BEGIN Excerpt provided

Queuing model of axonal transport

TL;DR

This paper models axonal transport of vesicles using queuing theory, revealing how stochastic transport leads to resource fluctuations at synapses and identifying factors influencing these fluctuations.

Contribution

It introduces a stochastic queuing model for vesicular transport in axons, analyzing resource fluctuations and their dependence on cargo load and injection rate.

Findings

Discrete transport causes non-Poissonian fluctuations in synaptic resources.

Fano factors increase with cargo load, indicating higher variability.

Fluctuations can be mitigated by increasing injection rate and reducing cargo per vesicle.

Abstract

The motor-driven intracellular transport of vesicles to synaptic targets in the axons and dendrites of neurons plays a crucial role in normal cell function. Moreover, stimulus-dependent regulation of active transport is an important component of long-term synaptic plasticity, whereas the disruption of vesicular transport can lead to the onset of various neurodegenerative diseases. In this paper we investigate how the discrete and stochastic nature of vesicular transport in axons contributes to fluctuations in the accumulation of resources within synaptic targets. We begin by solving the first passage time problem of a single motor-cargo complex (particle) searching for synaptic targets distributed along a one-dimensional axonal cable. We then use queuing theory to analyze the accumulation of synaptic resources under the combined effects of multiple search-and-capture events and degradation. In particular, we determine the steady-state mean and variance of the distribution of synaptic resources along the axon in response to the periodic insertion of particles. The mean distribution recovers the spatially decaying distribution of resources familiar from deterministic population models. However, the discrete nature of vesicular transport can lead to Fano factors that are greater than unity (non-Poissonian) across the array of synapses, resulting in significant fluctuation bursts. We also find that each synaptic Fano factor is independent of the rate of particle insertion but increases monotonically with the amount of protein cargo in each vesicle. This implies that fluctuations can be reduced by increasing the injection rate while decreasing the cargo load of each vesicle.

END Excerpt provided
BEGIN Source data

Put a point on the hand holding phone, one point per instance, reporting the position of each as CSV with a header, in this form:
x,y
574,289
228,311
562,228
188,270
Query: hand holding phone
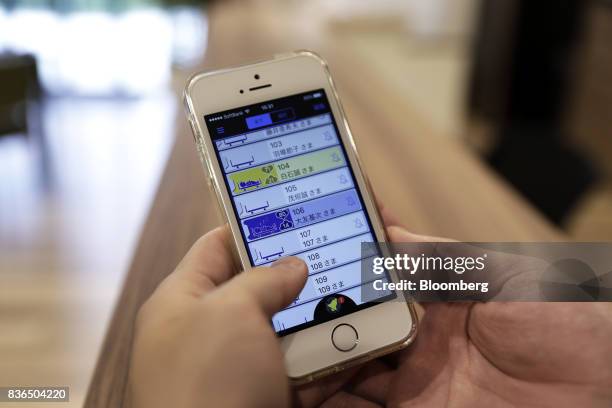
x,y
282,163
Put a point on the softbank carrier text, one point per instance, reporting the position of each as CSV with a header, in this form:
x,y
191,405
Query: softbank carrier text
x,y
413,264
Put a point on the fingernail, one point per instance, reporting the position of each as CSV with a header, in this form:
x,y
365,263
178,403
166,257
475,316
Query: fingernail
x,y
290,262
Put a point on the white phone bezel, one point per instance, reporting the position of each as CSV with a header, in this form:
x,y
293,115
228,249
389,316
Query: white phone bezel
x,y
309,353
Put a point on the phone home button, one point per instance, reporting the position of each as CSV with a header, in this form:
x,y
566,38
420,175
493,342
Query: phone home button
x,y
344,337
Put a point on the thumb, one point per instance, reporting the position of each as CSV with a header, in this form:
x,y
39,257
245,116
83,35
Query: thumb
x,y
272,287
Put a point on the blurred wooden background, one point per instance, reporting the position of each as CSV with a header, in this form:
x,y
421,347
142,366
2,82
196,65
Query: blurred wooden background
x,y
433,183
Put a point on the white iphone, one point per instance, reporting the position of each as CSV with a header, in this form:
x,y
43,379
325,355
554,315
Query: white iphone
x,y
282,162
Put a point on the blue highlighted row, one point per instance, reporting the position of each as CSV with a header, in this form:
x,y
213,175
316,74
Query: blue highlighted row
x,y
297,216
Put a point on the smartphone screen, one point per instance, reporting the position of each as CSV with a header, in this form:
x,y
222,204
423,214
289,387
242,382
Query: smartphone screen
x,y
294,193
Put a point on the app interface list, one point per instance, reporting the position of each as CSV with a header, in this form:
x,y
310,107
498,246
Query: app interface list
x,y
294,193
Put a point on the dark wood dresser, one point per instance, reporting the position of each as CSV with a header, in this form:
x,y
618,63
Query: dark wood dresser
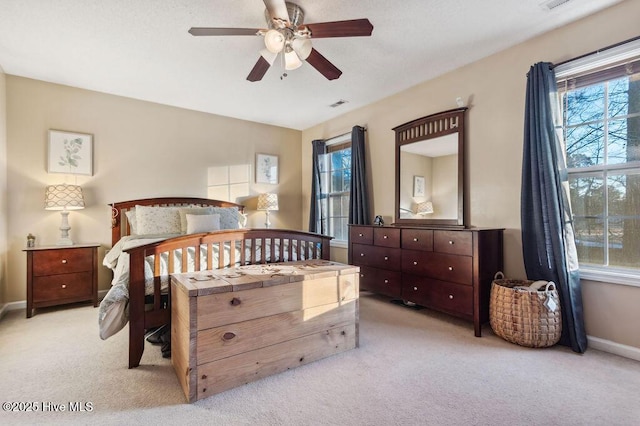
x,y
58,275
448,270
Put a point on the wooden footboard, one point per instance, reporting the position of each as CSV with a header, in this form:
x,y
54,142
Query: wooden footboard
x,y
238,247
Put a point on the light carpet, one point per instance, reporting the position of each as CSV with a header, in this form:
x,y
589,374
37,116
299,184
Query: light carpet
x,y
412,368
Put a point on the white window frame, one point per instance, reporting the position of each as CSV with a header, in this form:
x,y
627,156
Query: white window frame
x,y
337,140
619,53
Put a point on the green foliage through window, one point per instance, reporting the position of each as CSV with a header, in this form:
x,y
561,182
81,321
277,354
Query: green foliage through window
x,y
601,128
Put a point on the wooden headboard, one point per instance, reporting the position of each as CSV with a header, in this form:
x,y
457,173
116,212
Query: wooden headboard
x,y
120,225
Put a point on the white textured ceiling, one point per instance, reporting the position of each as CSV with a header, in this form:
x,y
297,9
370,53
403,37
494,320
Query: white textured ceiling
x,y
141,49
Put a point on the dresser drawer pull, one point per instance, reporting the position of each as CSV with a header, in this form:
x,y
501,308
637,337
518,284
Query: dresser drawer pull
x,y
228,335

END Source data
BEGIN Source data

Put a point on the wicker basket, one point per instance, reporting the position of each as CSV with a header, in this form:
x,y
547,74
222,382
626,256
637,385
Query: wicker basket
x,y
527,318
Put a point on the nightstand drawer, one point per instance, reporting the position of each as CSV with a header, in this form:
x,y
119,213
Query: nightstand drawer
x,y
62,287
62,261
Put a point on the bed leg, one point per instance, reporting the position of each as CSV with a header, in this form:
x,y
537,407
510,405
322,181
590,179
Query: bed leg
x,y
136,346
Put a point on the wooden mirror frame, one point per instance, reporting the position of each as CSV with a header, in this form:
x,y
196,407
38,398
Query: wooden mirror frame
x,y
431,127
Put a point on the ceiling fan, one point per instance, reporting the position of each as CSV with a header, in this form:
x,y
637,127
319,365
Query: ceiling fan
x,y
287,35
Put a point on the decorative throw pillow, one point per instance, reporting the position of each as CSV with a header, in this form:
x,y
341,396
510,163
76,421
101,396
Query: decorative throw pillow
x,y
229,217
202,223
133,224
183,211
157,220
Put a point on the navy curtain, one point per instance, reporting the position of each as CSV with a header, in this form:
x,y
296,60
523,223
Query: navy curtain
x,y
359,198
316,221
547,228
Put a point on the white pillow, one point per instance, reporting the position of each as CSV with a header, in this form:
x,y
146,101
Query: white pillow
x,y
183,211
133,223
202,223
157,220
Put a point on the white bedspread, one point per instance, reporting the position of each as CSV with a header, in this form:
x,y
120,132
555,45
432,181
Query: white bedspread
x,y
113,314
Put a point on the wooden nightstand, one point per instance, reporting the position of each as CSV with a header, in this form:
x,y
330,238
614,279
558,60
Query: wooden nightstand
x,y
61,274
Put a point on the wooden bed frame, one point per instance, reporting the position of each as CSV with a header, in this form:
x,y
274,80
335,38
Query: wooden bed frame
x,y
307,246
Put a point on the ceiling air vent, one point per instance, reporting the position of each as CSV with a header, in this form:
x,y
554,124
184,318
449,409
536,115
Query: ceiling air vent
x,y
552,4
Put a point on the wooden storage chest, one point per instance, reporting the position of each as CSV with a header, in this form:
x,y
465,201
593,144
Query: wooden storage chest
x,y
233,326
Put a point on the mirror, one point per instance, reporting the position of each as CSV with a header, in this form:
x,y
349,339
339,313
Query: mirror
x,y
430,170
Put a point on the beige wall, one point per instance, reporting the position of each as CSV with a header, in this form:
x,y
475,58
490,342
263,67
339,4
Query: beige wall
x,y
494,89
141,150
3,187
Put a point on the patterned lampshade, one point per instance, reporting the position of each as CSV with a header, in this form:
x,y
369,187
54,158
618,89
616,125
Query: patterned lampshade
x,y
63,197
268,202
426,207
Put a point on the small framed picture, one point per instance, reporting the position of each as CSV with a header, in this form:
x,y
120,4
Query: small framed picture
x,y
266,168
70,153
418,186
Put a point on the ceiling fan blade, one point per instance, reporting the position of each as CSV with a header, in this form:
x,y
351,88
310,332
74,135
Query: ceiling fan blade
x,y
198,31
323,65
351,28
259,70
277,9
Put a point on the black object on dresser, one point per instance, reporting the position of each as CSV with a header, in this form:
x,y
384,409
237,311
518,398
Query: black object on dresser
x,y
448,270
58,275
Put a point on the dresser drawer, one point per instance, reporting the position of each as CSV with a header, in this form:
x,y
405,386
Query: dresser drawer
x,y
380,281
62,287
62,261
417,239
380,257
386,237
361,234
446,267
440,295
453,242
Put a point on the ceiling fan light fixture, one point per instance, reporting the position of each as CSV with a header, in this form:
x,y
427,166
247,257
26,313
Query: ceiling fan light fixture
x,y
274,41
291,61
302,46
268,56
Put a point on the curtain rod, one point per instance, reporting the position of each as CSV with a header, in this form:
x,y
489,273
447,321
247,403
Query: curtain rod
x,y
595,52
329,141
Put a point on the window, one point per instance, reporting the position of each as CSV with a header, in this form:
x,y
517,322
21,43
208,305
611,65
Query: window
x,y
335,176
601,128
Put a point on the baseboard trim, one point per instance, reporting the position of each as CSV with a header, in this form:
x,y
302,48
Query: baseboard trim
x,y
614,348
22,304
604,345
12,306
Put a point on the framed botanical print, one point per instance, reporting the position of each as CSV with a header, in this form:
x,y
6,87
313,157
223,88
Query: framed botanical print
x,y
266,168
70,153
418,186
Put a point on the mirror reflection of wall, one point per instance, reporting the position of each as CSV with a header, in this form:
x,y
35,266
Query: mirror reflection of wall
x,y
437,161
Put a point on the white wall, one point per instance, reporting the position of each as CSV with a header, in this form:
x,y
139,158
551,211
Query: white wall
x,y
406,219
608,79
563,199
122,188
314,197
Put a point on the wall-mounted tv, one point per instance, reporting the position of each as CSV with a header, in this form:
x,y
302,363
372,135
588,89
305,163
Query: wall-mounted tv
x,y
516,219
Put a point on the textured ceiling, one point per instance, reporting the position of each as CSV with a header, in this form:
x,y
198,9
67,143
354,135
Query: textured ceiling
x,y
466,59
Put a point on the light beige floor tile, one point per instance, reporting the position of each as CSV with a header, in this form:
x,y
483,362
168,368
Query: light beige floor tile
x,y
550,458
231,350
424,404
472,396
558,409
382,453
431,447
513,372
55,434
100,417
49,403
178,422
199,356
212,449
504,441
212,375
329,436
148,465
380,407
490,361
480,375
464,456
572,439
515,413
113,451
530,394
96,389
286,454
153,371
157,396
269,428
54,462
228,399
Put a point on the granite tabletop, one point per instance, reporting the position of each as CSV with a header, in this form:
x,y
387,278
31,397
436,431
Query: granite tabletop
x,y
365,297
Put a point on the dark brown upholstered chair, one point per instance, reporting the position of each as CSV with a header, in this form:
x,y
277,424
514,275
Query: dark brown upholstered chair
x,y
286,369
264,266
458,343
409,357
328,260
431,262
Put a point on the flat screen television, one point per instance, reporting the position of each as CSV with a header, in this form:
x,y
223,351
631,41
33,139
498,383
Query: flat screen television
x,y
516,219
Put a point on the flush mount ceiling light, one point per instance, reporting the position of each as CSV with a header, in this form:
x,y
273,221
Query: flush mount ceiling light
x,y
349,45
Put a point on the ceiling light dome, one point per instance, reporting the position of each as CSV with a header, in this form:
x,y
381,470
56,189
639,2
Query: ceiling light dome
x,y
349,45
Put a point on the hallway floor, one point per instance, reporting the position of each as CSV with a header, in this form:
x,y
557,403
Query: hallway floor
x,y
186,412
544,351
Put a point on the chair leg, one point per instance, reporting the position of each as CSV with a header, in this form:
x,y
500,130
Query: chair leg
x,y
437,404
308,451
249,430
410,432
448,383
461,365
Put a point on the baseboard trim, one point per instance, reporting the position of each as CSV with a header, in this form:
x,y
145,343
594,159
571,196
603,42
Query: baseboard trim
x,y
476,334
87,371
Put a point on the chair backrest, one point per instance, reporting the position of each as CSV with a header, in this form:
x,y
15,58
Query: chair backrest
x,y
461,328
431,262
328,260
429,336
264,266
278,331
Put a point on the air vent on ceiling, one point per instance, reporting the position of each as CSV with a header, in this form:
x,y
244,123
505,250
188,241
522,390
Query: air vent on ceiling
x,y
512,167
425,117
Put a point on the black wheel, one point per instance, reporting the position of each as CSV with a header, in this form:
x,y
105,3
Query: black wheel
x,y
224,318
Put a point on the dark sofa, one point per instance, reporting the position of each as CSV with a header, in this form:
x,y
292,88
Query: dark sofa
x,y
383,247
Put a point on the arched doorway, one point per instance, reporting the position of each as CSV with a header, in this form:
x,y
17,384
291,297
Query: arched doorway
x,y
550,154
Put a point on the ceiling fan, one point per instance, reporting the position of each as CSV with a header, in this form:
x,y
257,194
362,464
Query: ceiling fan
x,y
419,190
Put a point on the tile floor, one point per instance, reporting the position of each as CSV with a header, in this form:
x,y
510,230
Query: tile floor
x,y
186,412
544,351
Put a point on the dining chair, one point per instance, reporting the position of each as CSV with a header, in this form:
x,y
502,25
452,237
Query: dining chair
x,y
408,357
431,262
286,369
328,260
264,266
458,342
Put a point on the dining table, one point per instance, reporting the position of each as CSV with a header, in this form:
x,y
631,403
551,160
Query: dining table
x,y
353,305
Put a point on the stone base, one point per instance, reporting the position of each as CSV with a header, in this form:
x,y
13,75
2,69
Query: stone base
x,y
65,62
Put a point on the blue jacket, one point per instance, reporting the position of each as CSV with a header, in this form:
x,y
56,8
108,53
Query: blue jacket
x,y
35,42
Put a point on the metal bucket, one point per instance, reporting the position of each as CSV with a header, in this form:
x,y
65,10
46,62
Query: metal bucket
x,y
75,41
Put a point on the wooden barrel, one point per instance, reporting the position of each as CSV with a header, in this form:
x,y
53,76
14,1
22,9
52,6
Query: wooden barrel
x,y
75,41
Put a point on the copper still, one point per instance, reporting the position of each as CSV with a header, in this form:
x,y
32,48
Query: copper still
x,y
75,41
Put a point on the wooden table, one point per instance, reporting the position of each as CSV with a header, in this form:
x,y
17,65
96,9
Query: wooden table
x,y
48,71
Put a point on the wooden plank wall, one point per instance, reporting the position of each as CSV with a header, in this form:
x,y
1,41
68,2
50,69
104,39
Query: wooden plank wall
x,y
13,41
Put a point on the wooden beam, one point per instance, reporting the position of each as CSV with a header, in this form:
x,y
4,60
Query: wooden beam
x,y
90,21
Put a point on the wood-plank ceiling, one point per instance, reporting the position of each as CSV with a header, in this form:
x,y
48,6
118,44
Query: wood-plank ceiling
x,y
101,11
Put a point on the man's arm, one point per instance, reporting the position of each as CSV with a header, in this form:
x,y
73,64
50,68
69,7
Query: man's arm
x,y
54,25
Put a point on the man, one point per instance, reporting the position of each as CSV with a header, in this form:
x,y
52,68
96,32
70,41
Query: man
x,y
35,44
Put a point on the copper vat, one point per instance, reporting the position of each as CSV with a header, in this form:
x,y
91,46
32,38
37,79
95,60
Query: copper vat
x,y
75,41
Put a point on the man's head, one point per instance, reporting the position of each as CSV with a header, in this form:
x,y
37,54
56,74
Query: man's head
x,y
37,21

END Source data
BEGIN Source data

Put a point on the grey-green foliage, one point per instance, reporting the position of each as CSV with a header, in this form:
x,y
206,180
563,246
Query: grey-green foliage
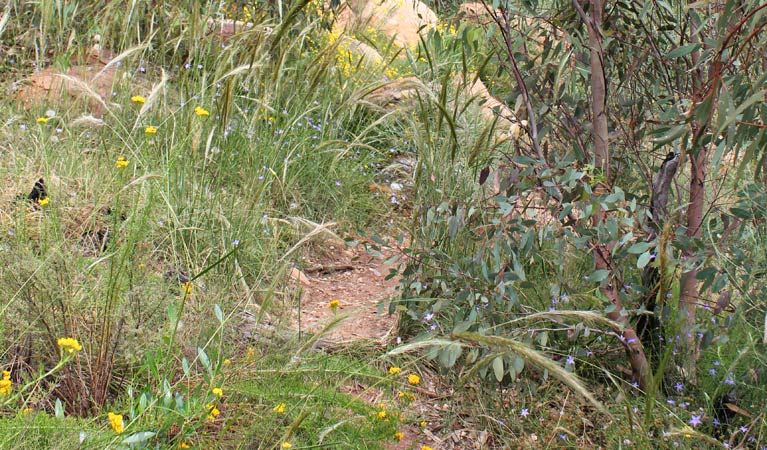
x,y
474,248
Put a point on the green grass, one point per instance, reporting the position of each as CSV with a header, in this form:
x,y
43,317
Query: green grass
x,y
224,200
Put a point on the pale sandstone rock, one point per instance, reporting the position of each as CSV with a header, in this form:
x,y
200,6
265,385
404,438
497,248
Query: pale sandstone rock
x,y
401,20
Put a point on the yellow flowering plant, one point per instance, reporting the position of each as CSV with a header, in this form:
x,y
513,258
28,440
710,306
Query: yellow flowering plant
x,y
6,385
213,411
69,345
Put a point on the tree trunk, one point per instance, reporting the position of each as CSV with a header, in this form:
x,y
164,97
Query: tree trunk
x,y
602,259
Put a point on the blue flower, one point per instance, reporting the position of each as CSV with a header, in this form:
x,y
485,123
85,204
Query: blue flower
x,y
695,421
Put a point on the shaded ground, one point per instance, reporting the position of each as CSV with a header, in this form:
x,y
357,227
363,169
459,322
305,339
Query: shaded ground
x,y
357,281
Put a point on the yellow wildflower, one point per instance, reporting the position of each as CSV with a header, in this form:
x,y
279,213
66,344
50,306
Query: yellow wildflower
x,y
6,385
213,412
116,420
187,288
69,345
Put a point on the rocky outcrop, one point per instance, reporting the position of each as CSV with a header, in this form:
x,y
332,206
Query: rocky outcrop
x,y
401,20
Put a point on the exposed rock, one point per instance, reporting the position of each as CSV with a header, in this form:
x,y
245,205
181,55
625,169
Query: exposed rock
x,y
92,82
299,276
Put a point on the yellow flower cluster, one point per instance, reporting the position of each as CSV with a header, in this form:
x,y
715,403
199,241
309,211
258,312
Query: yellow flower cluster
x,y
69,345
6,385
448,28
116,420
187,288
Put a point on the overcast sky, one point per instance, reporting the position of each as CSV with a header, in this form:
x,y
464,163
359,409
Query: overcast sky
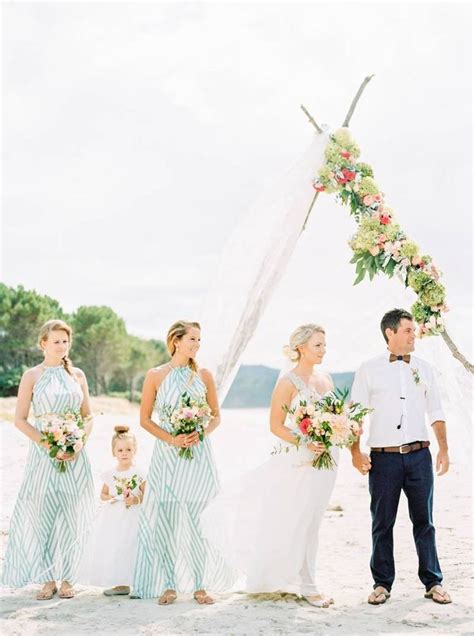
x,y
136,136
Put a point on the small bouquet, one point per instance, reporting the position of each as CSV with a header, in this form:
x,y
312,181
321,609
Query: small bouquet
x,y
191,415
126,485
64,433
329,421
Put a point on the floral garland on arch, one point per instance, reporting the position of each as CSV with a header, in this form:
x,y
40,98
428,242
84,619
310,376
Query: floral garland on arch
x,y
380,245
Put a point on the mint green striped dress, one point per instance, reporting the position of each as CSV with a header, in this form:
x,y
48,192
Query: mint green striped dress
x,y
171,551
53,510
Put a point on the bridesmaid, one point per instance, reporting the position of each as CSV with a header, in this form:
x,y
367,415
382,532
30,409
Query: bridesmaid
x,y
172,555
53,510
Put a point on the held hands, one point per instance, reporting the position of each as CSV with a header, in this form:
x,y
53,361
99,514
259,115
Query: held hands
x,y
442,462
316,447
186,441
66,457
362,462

END Source data

Answer these questions using the axonal transport text:
1. What theory does the TL;DR say is used to model the transport of vesicles?
2. According to the Findings, what makes Fano factors increase?
3. According to the Abstract, what is each synaptic Fano factor independent of?

# Answer box
1. Queuing theory
2. Higher cargo load
3. The rate of particle insertion